» Requirements:
• 1. According to the biography of Jofré Llançol i Escrivà, where did he die?
• 2. Please say whether each statement agrees with the biography of Jofré Llançol i Escrivà. Answer yes or no and quote the deciding words. (a) He was born in Xàtiva around 1390. (b) He was the uncle of Pope Alexander VI. (c) His mother was Sibilia de Escrivà y Pròixita.
• 3. List every name the biography of Jofré Llançol i Escrivà gives for him.

* Begin Text to read *

Jofré Llançol i Escrivà, (c. 1390 - 1436/37), also known as Jofré de Borja y Escrivà and Jofré de Borja y Doms, was a Spanish noble from Xàtiva, Kingdom of Valencia. He was related by marriage to the Borgia family. He was an uncle of Cardinal Luis Juan del Milà and the father of Pope Alexander VI.

Biography
Jofré Llançol i Escrivà was born in Xàtiva, Kingdom of Valencia, Crown of Aragon, around 1390. He was head of the branch of the House of Borgia that resided on Ventres Street in Xàtiva. He was the son of Rodrigo Gil de Borja y Fennolet, Jurado del Estamento Militar de Xàtiva, and his wife, Sibilia de Escrivà y Pròixita. Jofré died in either 1436 or 1437, in Valencia.

* End Text to read *
* Begin Supplied records *

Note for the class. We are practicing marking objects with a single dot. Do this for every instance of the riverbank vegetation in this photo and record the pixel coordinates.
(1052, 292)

* End Supplied records *
* Begin Supplied records *

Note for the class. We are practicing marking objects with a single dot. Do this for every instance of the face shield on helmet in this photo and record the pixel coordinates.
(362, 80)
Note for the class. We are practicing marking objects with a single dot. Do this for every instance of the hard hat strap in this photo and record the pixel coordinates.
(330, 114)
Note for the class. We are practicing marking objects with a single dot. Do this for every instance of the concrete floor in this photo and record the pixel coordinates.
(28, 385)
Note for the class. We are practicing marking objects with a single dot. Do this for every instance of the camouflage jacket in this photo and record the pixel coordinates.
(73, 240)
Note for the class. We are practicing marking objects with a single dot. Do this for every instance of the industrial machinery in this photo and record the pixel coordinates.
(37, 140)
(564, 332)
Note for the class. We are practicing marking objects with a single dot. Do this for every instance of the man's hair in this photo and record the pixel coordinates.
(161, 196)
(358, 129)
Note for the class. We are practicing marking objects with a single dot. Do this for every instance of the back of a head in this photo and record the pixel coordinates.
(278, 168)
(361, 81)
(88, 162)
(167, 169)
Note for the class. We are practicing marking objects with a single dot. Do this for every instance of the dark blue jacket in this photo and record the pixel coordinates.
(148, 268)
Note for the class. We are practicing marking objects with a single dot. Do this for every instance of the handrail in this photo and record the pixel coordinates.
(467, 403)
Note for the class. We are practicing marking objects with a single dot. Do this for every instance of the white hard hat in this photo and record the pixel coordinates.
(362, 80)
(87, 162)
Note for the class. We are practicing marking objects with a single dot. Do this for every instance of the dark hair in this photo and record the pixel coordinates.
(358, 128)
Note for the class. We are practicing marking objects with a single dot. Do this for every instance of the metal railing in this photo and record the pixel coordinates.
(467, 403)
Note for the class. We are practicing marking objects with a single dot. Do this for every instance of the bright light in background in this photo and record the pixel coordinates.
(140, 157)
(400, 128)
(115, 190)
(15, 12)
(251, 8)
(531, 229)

* End Supplied records *

» Response list:
• 1. In Valencia

• 2.
(a) Yes: "was born in Xàtiva, Kingdom of Valencia, Crown of Aragon, around 1390"
(b) No: "the father of Pope Alexander VI"
(c) Yes: "his wife, Sibilia de Escrivà y Pròixita"

• 3.
- Jofré Llançol i Escrivà
- Jofré de Borja y Escrivà
- Jofré de Borja y Doms